Given text:
Mail and Guardian, electric cars are not a panacea

Mail and Guardian, electric cars are not a panacea

Jeff Rudin | Mail and Guardian | 03 May, 2021

Life would be simple if the only problem with cars was their petrol engines. Alas, although the transition from fossil fuels is necessary, the problem with cars goes way beyond the energy source of their engines.

Just days ago Germany’s supreme constitutional court found its government’s climate mitigating measures to be insufficient to protect future generations, despite the acclaim often given to the German government for its leading role in renewable energy. The court declared the government’s greenhouse gas reduction targets to be unconstitutionally negligent for threatening young people’s “fundamental rights to a human future”. With a rebuke that could be levelled against most countries – most certainly South Africa – the court required the German government to take “more urgent and shorter-term measures” to meet the targets of the 2015 Paris Agreement. The judges noted: “Virtually every freedom is potentially affected by these future emission reduction obligations because almost every area of human life is associated with the emission of greenhouse gases.” 

Little wonder, then, that electric cars (EVs) are seen to be the future.Mail & Guardian journalist Sarah Smit thinks so. “Gear up for electric cars” is the enthusiastic headline, along with the reassuring subheading: “South Africa is behind others in e-mobility policy. But it’s not too late.” 

However, the article is not another call for the green economy. Tellingly, the word “green” doesn’t appear in the piece; nor does “climate”. Lest there be any doubt about what lies behind her promotion of EVs, Smit approvingly quotes Gaylor Montmasson-Clair, saying “the primary reason for transitioning to electric cars is economics”. Montmasson-Clair is a senior economist at the NGO Trade and Industrial Policy Strategies (Tips).

It’s the economics of the 10-million EVs already on global roads. The problem is not the size of this number. The problem is the infinitesimally small number of EVs in South Africa – only 1 509 out of 10-million. 

South Africa has a strong vehicle manufacturing industry, which contributed about 7% of GDP before Covid-19. A Tips paper compiled for the department of trade and industry and the National Association of Automobile Manufacturers of South Africa (Naamsa) shows how South Africa could use EVs “to galvanise industrial development”, as Smit puts it. 

Here is what was missing from Smit’s argument: (Some of what follows draws on a previously published article from August 2019.)

Instructions:
a) Reproduce the passage of the article on electric cars starting at "Jeff Rudin |" and ending at "of their engines.".
b) List every person named by full name in the article on electric cars.

(Recorded data)
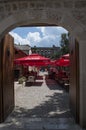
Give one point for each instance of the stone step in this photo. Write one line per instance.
(40, 124)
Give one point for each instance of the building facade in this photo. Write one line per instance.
(46, 51)
(25, 48)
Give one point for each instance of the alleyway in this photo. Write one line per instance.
(44, 105)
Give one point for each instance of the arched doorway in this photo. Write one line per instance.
(31, 13)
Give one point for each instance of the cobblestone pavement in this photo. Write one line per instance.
(43, 105)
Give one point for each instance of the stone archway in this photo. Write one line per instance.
(68, 14)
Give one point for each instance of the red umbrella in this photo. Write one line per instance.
(33, 60)
(53, 62)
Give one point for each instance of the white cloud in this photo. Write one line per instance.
(45, 36)
(18, 39)
(34, 37)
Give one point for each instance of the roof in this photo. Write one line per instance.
(22, 47)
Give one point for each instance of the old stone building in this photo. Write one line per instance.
(70, 14)
(49, 52)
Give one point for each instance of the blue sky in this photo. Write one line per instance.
(38, 36)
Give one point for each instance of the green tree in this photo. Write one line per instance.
(64, 43)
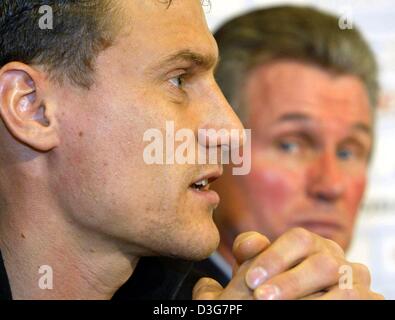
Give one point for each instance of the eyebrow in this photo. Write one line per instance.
(300, 117)
(205, 61)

Answers by item number:
a)
Jeff Rudin | Mail and Guardian | 03 May, 2021

Life would be simple if the only problem with cars was their petrol engines. Alas, although the transition from fossil fuels is necessary, the problem with cars goes way beyond the energy source of their engines.

b) Jeff Rudin, Sarah Smit, Gaylor Montmasson-Clair